Document section:
No, if the number of triangles is similar to the number of their shared vertices (considering the glDrawElements rendering command being used) in both modes the geometry-wise part of the rendering pipeline will be evaluated at roughly the same speed. The only benefit you can get from drawing GL_POINTS relies solely on the percentage of empty screen space you get from not drawing faces, thus only at fragment shader level.
I'm wondering if drawing of a triangle with dimensions partially out of the frustum will take longer than when I would calculate where the triangle is bound by the frustum and make a (probably two) new triangle to draw that one instead of the bigger triangle resulting in the same pixels getting changed.
So the question is are there fragment shaders run for positions that don't even exist on your screen? Or is the rasterization phase optimized for this issue.
Modern GL hardware is really, really good at clipping triangles against the viewport.
The fragment shader will only run on pixels that survive the viewport clipping.
Don't try to do frustum culling at the triangle level, do it at the object/tile level. Your CPU and vertex shader units will thank you :)
This is entirely a driver thing. Any triangle that goes outside of the range is automatically handled by your driver, in theory by subdividing the triangle into two smaller ones; I doubt you will be able to do it faster than your GPU.

Material:
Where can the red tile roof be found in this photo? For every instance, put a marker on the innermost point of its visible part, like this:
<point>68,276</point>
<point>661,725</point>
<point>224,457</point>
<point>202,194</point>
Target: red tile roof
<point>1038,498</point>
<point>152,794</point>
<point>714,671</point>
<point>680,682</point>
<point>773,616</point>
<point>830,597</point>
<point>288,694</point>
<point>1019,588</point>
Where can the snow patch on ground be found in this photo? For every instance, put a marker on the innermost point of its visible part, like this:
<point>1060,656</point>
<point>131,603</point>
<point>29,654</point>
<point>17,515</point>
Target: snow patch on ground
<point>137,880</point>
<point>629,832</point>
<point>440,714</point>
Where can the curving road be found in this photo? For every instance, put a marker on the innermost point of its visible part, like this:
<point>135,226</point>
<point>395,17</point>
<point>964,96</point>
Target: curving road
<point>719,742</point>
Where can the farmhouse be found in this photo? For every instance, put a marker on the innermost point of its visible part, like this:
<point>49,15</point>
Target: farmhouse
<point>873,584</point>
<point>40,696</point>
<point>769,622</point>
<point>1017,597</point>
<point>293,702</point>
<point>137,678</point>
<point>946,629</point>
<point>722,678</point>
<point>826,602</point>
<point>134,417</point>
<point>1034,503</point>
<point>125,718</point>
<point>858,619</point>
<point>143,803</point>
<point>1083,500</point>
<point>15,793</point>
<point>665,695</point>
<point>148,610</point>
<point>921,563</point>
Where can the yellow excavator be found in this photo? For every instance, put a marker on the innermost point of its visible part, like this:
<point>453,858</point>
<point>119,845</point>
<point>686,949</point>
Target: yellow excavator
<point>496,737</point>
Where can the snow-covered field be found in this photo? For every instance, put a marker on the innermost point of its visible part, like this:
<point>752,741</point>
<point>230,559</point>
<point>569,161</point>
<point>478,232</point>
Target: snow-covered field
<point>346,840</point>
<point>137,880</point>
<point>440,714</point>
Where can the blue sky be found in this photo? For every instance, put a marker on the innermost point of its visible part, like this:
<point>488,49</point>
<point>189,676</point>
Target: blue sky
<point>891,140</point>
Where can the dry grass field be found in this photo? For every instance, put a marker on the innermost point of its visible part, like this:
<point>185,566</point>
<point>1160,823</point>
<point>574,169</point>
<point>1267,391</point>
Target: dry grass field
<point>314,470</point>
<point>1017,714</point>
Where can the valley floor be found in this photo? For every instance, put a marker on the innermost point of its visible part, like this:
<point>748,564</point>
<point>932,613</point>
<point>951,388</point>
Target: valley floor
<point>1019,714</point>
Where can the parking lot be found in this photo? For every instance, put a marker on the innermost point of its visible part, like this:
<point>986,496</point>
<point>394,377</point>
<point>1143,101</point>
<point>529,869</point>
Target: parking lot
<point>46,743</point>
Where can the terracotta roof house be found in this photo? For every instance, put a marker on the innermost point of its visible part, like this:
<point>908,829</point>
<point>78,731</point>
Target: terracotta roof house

Exercise 1: In the OpenGL clipping thread, on which pixels does the fragment shader run?
Exercise 2: Carry the OpenGL clipping thread forward from its last post.

Task answer 1: Only on pixels that survive the viewport clipping.

Task answer 2:
There are techniques used to optimize the triangles outside the drawing range without subdivision, though; you might specify a zone that won't need subdivision (sort of a border), and if the point happens to lie inside, special processing is issued, but in general it skips the unnecessary fragment computations.
TL;DR: trust your GPU on that.
Short answer:
No, the fragment shader won't run for pixels outside the frustum.
But what you should really worry about is the vertex shader. It will run even if the whole triangle is outside the frustum because the GPU can't predict (not that I know of a way) if the triangle will end up on the screen.
http://www.opengl.org/wiki/Rendering_Pipeline_Overview says that "primitives that lie on the boundary between the inside of the viewing volume and the outside are split into several primitives" after the geometry shader is run and before fragments are rasterized. Everything else I've ever read about OpenGL has also described the clipping process the same way. However, by setting gl_FragDepth in the fragment shader to values that are closer to the camera than the actual depth of the point on the triangle that generated it (so that the fragment passes the depth test when it would have failed if I were copying fixed-pipeline functionality), I'm finding that fragments are being generated for the entire original triangle even if it partially overlaps the far viewing plane. On the other hand, if all of the vertices are behind the plane, the whole triangle is clipped and no fragments are sent to the fragment shader (I suppose more technically you would say it is culled, not clipped).
What is going on here? Does my geometry shader replace some default functionality? Are there flags/hints I need to set or additional built-in variables that I need to write to in order for the next step of the rendering pipeline to know how to do partial clipping?
I'm using GLSL version 1.2 with the GL_EXT_geometry_shader4 extension on an NVIDIA GeForce 9400M.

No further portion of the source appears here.